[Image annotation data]
>>>>
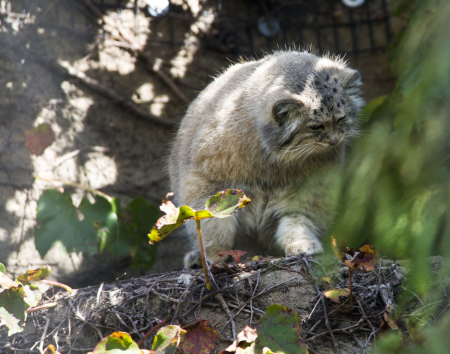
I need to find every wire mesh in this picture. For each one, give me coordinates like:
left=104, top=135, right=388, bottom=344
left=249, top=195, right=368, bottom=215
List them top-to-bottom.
left=1, top=0, right=391, bottom=56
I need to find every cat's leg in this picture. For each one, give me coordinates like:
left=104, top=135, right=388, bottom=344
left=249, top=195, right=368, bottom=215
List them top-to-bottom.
left=275, top=214, right=323, bottom=257
left=184, top=216, right=237, bottom=269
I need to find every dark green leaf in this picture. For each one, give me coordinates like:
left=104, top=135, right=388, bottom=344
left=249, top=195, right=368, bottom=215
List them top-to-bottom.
left=34, top=189, right=80, bottom=258
left=16, top=265, right=52, bottom=285
left=0, top=286, right=30, bottom=336
left=255, top=304, right=308, bottom=354
left=152, top=325, right=186, bottom=354
left=89, top=332, right=141, bottom=354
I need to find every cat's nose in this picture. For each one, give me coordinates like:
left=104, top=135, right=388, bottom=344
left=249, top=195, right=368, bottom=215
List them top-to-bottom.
left=328, top=137, right=339, bottom=145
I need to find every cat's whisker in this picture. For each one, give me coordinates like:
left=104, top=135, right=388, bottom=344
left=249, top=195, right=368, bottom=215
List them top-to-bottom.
left=302, top=146, right=317, bottom=165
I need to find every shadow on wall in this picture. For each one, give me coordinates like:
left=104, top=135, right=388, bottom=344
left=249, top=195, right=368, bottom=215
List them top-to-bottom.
left=0, top=0, right=400, bottom=287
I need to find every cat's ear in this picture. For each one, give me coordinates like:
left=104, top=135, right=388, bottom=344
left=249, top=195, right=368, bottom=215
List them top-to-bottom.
left=339, top=68, right=362, bottom=94
left=272, top=101, right=303, bottom=126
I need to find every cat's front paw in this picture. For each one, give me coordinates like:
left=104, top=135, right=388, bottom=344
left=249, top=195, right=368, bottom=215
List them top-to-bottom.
left=284, top=238, right=323, bottom=257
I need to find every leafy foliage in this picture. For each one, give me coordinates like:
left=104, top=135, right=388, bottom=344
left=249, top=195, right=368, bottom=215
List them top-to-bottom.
<<<<
(What you need to do):
Update the entries from the line with "I need to find every cat's leg" to the line with "left=302, top=146, right=317, bottom=165" by replacing "List them" with "Sort them" throughout, keeping everything else unchanged, and reproduce only those lines.

(Task response):
I need to find every cat's leg in this picture. For each one, give me coordinates like:
left=104, top=135, right=388, bottom=344
left=249, top=195, right=368, bottom=215
Sort them top-to-bottom.
left=275, top=214, right=323, bottom=257
left=184, top=216, right=237, bottom=269
I need to find every dark green leaf in this picture. For each one, give me coordinates like:
left=104, top=135, right=388, bottom=344
left=249, top=195, right=368, bottom=215
Sort them top-to-bottom.
left=34, top=189, right=80, bottom=258
left=16, top=265, right=52, bottom=285
left=0, top=286, right=30, bottom=336
left=255, top=304, right=308, bottom=354
left=152, top=325, right=186, bottom=354
left=89, top=332, right=141, bottom=354
I need to find every cat's nose in this picture. For each one, give me coordinates like:
left=104, top=135, right=388, bottom=344
left=249, top=195, right=368, bottom=215
Sort them top-to-bottom.
left=328, top=137, right=339, bottom=145
I need to find every cat's whisker in this picture. For each one, give me coordinates like:
left=104, top=135, right=388, bottom=344
left=249, top=195, right=368, bottom=215
Sort them top-to-bottom.
left=302, top=146, right=317, bottom=165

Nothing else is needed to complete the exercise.